Restate the entries below word for word, omitting nothing.

== Record excerpts ==
— start —

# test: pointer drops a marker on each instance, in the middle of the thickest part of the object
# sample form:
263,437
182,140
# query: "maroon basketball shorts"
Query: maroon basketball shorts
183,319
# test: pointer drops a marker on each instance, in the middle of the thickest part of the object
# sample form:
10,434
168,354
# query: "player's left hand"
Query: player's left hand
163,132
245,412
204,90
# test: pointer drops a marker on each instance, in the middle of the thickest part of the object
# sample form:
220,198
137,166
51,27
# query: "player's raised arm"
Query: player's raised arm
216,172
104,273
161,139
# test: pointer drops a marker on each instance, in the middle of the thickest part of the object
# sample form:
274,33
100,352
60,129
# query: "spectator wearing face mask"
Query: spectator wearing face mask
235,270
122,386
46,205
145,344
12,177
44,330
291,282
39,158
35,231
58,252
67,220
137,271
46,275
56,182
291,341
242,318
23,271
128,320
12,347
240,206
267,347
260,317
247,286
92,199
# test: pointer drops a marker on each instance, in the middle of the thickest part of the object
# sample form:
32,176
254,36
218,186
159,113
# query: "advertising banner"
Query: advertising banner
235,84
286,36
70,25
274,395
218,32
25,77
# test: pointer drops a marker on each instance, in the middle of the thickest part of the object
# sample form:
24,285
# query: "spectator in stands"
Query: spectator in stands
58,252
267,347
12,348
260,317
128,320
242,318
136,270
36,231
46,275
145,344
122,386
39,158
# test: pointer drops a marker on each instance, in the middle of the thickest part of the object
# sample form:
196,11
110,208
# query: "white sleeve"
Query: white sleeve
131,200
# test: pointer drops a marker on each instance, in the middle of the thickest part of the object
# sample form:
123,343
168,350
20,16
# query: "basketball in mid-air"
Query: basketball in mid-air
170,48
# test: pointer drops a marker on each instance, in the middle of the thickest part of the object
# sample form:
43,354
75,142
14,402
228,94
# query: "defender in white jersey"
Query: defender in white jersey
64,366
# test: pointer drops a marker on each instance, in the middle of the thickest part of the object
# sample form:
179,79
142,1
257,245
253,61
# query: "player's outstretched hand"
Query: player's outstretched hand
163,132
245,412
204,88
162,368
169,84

— end —

== Output for this exercise ==
# test: pointer drops a marker on each instance, in the middle of the thickest part of the object
# sample form:
263,437
182,140
# query: "maroon basketball shorts"
Query: maroon basketball shorts
183,319
# test: pointer drops a marker on each instance, in the middle of the thickest part of the object
# sample form:
10,434
168,354
# query: "player's left hand"
Query: player's left hand
163,132
245,412
204,90
# test: pointer drops a marker on each instance, in the middle of the thickest part of the object
# sample form:
220,198
137,166
51,27
# query: "player's raised arm"
Query: player's raised arm
216,172
104,273
161,139
# test: pointer drops a marker on each instance, in the middle of the thickest part of the object
# sample form:
274,33
100,352
60,129
# query: "spectator wearing face mask"
Query: spectator wearing face mask
235,270
122,386
46,205
145,344
12,177
44,330
291,282
39,158
35,231
58,252
67,220
137,271
46,275
56,182
291,341
242,318
23,271
128,320
12,347
240,206
267,347
260,317
247,286
92,199
# test: pointer drops a marker on each instance, in the middle of the thickest part of the object
# sample form:
32,176
254,36
218,186
159,113
# query: "advertising banner"
Query: advertising banner
235,84
286,36
70,25
274,395
218,32
25,77
# test: pointer drops a marker on each instance, in the middle of the thickest part of the object
# sample form:
24,285
# query: "spectator in stands"
Query: spectator in stands
58,252
267,347
12,348
260,317
128,320
242,318
136,270
36,231
46,275
145,344
122,386
39,158
# test: pointer drops a marker on each instance, in the middle of the thickest part of the object
# sample form:
196,11
110,208
# query: "white sleeve"
Query: white sleeve
131,200
# test: pointer drops a marker on each instance, in the middle of the thickest part of the object
# sample form:
123,343
168,350
20,16
# query: "basketball in mid-air"
Query: basketball in mid-air
170,48
# test: pointer drops a marker on each instance, in the middle of the thickest part of the object
# sample form:
43,354
75,142
14,402
228,94
# query: "defender in white jersey"
Query: defender in white jersey
64,366
# test: pointer drops a marker on each instance, in the middle of the thickest part of the object
# sample form:
179,79
142,1
257,245
253,61
# query: "player's outstretched hand"
Query: player's outstretched hand
163,132
245,412
204,88
162,368
169,84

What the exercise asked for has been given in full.